Testo di partenza:
A me non è arrivato nulla.
Mi spiace per quanto accaduto.


----------



## gabri65 (25 Febbraio 2020)

pazzomania ha scritto:


> Anche a me ha scritto qualcosa sull' argomento in questione, personalmente penso l' abbia fatto ingenuamente ( almeno per quanto scritto a me), ha fatto considerazioni secondo me errate, ma credo non sia una persona cattiva.
> 
> Pero' se si è messo a farlo per mezzo forum, si è incaponito oltre modo.



Capisco.

Detto questo, non entro in merito. Spero solo ci sia buona fede, da qualsiasi parte, e la questione si risolva per il meglio.


----------



## Hellscream (25 Febbraio 2020)

Controllato nei PM, a me non è arrivato nulla (apparte la gente che chiede di Rachel )


----------



## Lorenzo 89 (25 Febbraio 2020)

Anche da parte mia nulla.


----------



## Route66 (25 Febbraio 2020)

Admin ha scritto:


> Non apro mai posto del genere perchè sono cose riservate, ma in questo caso sono costretto a farlo. Mi hanno girato dei PM nei quali l'utente MarcoG rivolgeva accuse pesanti nei miei confronti riguardo la gestione del forum, guadagni, partite iva e quant'altro.
> 
> *Non so se abbia fatto lo stesso con altri utenti. Nel caso, vi prego di inviarmi gli screen tramite PM o attraverso il form email (resterete assolutamente anonimi) in modo da valutare il da farsi. Che stavolta mi sono proprio stufato.*
> 
> Per chiudere: il successo di questo sito negli anni sta mando ai pazzi tanta gente, e non riesco a capire il perchè. Ci facciamo un mazzo così, per tutto il giorno, e questo è il premio.



Prendo atto di quanto scritto sopra e confermo di non aver ricevuto alcun messaggio.
Rimango abbastanza perplesso in quanto non fa parte del mio modo di agire e pensare le cose....spero si chiarisca e risolva tutto nel breve!


----------



## Butcher (25 Febbraio 2020)

Che gran pezzo di emme.
Mi dispiace...


----------



## admin (25 Febbraio 2020)

*Dai messaggi che ricevuto via PM ho capito che era solito inviare messaggi diffamatori nei miei confronti agli utenti che richiamavo all'interno delle discussioni. Probabilmente con l'intento di aizzare. Una cosa abbastanza scientifica. *


----------



## diavoloINme (25 Febbraio 2020)

Ho appena controllato nei messaggi privati : ho ricevuto nulla.
Nei miei confronti si è posto sempre in modo educato e costruttivo.

Righe estratte:

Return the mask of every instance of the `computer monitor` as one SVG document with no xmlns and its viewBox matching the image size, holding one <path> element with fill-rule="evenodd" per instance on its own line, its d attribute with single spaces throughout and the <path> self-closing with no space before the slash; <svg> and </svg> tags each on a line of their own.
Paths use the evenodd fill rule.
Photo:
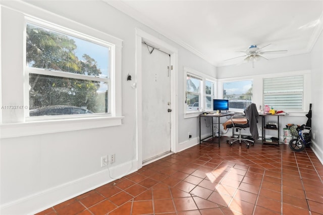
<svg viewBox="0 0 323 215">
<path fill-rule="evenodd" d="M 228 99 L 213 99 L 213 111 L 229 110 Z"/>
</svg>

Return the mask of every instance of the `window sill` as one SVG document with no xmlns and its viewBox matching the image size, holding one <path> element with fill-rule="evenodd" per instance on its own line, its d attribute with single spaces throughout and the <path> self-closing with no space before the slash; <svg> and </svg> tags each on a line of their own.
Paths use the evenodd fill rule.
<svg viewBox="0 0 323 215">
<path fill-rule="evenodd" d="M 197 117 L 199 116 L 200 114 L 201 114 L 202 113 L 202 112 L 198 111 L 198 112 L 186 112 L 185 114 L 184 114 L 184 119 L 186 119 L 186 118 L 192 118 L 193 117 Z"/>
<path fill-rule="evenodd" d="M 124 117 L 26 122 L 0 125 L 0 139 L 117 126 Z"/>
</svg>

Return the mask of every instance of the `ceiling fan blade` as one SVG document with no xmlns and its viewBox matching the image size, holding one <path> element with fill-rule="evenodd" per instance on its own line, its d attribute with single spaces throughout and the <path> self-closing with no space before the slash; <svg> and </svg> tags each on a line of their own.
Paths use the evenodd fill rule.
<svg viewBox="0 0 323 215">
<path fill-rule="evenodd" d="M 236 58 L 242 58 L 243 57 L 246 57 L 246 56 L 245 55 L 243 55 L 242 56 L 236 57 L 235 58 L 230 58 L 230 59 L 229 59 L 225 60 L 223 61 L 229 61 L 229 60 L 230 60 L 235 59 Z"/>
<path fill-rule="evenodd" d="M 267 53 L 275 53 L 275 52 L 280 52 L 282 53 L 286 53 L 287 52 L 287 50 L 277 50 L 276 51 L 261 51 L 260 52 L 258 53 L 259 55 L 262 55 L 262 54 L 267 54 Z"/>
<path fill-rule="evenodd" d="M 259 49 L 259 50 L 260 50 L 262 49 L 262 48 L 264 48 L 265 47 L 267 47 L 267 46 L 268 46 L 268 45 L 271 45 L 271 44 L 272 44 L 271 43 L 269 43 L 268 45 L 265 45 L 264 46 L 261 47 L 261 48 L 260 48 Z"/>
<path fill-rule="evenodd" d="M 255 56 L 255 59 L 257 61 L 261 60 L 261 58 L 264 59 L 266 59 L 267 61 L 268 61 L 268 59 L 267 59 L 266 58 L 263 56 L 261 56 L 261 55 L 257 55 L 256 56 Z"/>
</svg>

Dettagli del compito:
Rispondi a queste domande basandoti sul testo di partenza.
(a) Secondo il messaggio dell'admin citato da Route66, su quali argomenti vertevano le accuse rivolte da MarcoG nei PM?
(b) Oltre a non aver ricevuto nulla di quanto discusso, quali messaggi dice Hellscream di aver trovato nei PM?
(c) Nel suo intervento del 25 Febbraio 2020, a quali utenti l'admin dice che venivano inviati i messaggi diffamatori?
Le righe sono materiale a sé, indipendente dal testo di partenza.

Risposta scritta:
(a) Vertevano sulla gestione del forum, sui guadagni, sulle partite IVA e su altro ancora.
(b) Ha trovato solo i messaggi di gente che chiede di Rachel.
(c) Venivano inviati agli utenti che l'admin richiamava all'interno delle discussioni.